## Begin Extract to read

Skip to content

rgrativol/etlbox

 
 

Repository files navigation

ETLBox logo Welcome to ETLBox

It's all in the box! Run all your ETL jobs with this awesome C# class library.

ETLBox.net

There is a new project homepage for ETLBox availabe: etlbox.net contains all the information you need about ETLBox. There is a whole set of introductional articles, examples for Control Flow Tasks, Data Flow Tasks and Logging, and finally a complete API documentation!

See the video

Watch a short video that introduces you into the basic concepts of ETLBox and how to create your own ETL process. See the video on Youtube!

What is ETLBox

ETLBox is a comprehensive C# class library that is able to manage your whole ETL or ELT. You can use it to run some simple (or complex) sql against your database. You can easily manage your database using some easy-to-use and easy-to-understand objects. Or you can create your own dataflow pipeline, where data is send from a source to a target and transformed on its way. All that comes with extended logging capabilites, that allow you to monitor and anlayze your ETL job runs.

Why ETLBox

Perhaps you are looking for an alternative to Sql Server Integrations Services (SSIS). Or you are searching for a framework to define and run ETL jobs with C# code. The goal of ETLBox is to provide an easy-to-use but still powerful library with which you can create complex ETL routines and sophisticated data flows.

Advantages of using ETLBox

Build ETL in C#: Code your ETL with a language fitting your team’s skills and that is coming with a mature toolset

Run locally: Develop and test your ETL code locally on your desktop using your existing development & debugging tools.

Process In-Memory: ETLBox comes with dataflow components that allow in-memory processing which is much faster than storing data on disk and processing later.

Know your errors: When exceptions are raised you get the exact line of code where your ETL stopped, including a hands-on description of the error.

Manage Change: Track you changes with git (or other source controls), code review your etl logic, and use your existing CI/CD processes.

Embedded or standalone: With .net core and .net standard, etlbox is a self-deploying toolbox – usable where .net core runs. (.NET Core 2.1 or higher required)

ETLBox capabilites

ETLBox is split into two main components: Control Flow Tasks and Data Flow Tasks. Both components will provide customizable logging functionalities.

## End Extract to read

Problem to solve: Copy the part of the ETLBox page between "What is ETLBox" and "ETL job runs.", inclusive, swapping every "database" for "data store".

## Begin Dataset records

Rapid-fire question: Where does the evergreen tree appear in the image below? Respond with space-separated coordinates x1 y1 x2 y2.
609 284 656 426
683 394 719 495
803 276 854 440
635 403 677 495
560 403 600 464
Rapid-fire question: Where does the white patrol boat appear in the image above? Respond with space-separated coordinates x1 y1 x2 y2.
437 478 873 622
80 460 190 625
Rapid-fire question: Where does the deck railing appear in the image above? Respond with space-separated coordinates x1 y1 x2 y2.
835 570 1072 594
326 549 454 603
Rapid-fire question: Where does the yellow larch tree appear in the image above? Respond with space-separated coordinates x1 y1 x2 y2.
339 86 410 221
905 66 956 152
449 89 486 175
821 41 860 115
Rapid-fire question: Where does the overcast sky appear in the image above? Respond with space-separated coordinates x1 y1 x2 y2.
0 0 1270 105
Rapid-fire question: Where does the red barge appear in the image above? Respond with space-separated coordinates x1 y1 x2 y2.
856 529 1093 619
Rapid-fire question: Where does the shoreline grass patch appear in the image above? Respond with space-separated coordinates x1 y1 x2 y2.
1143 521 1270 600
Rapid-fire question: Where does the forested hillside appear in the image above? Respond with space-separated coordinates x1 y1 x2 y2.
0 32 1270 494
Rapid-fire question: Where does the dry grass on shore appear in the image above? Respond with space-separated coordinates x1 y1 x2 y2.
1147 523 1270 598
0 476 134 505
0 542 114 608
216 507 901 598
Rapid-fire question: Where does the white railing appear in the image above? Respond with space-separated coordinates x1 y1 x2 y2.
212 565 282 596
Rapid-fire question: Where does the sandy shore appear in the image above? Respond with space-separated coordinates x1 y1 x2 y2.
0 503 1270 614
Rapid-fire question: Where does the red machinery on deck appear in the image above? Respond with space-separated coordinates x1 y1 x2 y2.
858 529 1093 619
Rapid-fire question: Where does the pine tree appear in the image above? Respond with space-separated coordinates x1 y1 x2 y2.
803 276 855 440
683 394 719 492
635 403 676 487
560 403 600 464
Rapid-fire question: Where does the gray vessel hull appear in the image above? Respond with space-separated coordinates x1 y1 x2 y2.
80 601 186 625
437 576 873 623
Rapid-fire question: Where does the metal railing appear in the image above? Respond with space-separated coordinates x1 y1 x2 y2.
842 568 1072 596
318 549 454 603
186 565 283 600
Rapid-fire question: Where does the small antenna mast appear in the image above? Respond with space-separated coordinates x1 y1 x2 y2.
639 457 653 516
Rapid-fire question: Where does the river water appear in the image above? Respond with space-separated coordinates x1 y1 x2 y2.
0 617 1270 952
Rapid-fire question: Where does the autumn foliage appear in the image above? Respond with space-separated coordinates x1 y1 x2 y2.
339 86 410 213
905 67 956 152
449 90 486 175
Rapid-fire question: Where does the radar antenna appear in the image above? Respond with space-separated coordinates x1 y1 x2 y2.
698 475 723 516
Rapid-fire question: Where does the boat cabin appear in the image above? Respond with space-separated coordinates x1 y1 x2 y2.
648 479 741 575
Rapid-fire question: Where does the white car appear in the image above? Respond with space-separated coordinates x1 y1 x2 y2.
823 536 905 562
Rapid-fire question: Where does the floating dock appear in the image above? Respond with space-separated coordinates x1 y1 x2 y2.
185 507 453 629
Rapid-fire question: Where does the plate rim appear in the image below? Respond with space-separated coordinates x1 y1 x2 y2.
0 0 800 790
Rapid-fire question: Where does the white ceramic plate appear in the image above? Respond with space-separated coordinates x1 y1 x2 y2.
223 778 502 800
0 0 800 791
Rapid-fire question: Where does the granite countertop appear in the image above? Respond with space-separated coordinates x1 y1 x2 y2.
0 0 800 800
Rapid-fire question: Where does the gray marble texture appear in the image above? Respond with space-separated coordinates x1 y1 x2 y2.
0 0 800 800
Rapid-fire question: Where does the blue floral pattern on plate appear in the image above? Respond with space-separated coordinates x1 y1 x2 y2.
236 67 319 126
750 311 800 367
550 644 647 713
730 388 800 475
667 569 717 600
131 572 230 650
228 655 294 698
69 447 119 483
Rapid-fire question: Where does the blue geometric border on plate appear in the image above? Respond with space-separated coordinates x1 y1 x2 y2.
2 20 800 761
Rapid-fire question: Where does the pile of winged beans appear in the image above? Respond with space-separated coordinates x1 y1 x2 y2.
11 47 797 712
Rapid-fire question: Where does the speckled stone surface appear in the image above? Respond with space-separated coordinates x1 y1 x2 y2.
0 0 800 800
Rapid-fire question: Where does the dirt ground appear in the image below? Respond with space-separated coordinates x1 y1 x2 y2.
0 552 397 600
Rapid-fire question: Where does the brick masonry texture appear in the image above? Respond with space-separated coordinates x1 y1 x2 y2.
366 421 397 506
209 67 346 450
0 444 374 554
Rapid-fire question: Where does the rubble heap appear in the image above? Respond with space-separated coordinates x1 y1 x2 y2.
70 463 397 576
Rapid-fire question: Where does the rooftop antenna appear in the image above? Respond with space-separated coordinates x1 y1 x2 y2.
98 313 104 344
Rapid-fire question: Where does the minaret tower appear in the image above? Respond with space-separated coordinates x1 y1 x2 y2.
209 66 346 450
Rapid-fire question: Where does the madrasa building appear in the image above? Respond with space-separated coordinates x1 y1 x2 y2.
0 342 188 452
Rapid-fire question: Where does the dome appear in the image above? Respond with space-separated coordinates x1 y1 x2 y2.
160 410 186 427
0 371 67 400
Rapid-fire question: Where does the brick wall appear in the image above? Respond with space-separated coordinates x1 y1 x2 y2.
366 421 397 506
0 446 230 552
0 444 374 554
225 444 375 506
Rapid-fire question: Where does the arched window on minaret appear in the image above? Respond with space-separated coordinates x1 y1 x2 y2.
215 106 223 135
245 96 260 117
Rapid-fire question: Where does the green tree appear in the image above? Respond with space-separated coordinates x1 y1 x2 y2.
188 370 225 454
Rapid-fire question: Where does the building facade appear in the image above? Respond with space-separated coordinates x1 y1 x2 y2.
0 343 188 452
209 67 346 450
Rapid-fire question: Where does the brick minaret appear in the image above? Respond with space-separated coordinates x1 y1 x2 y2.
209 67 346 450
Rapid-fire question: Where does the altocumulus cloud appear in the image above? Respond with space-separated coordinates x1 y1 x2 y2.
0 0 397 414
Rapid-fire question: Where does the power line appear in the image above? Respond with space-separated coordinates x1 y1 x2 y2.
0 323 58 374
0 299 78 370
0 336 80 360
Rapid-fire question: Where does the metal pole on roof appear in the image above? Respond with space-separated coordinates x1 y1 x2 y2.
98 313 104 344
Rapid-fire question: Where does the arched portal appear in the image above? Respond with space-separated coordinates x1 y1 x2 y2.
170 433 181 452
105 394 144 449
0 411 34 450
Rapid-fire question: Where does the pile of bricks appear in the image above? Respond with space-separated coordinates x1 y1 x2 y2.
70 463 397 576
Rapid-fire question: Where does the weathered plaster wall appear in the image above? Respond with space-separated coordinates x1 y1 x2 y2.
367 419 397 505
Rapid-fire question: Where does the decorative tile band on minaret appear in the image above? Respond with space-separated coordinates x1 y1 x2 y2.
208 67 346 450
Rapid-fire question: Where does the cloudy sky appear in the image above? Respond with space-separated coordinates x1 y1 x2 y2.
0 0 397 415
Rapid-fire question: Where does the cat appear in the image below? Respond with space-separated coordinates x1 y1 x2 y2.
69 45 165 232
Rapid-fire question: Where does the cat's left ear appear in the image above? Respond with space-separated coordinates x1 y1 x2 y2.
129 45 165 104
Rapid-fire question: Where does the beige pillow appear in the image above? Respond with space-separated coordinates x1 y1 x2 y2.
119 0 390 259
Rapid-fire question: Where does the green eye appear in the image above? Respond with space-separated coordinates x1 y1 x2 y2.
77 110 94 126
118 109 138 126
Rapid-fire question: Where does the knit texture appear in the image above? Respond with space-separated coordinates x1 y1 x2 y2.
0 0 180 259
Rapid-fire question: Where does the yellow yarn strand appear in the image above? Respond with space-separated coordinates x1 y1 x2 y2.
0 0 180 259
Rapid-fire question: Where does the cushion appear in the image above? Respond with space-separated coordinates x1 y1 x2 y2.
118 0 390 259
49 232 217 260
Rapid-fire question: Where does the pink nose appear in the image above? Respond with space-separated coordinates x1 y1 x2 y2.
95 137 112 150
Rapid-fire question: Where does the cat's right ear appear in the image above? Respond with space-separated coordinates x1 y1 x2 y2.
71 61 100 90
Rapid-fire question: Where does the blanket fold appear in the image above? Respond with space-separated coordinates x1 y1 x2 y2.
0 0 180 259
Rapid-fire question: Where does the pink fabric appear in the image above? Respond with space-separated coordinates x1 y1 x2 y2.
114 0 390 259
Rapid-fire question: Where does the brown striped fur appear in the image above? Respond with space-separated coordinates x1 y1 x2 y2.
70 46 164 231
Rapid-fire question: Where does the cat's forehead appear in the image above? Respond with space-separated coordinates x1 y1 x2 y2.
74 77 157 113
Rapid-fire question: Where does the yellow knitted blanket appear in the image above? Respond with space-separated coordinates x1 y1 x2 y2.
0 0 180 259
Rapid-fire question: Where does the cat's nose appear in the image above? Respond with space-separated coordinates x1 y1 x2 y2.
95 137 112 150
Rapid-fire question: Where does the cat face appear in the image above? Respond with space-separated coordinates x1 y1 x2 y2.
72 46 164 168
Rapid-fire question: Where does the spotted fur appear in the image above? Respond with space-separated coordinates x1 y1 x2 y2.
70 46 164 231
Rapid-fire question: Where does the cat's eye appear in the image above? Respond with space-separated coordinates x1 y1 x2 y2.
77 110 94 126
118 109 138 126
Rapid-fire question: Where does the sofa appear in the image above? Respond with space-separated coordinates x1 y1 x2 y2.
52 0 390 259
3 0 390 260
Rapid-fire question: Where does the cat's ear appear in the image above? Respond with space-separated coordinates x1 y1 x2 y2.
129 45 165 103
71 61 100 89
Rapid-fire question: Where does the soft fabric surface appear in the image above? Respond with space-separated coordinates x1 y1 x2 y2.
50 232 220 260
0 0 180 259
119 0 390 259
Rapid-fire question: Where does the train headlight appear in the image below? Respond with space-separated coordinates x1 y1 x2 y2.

## End Dataset records

Correct answer:
What is ETLBox

ETLBox is a comprehensive C# class library that is able to manage your whole ETL or ELT. You can use it to run some simple (or complex) sql against your data store. You can easily manage your data store using some easy-to-use and easy-to-understand objects. Or you can create your own dataflow pipeline, where data is send from a source to a target and transformed on its way. All that comes with extended logging capabilites, that allow you to monitor and anlayze your ETL job runs.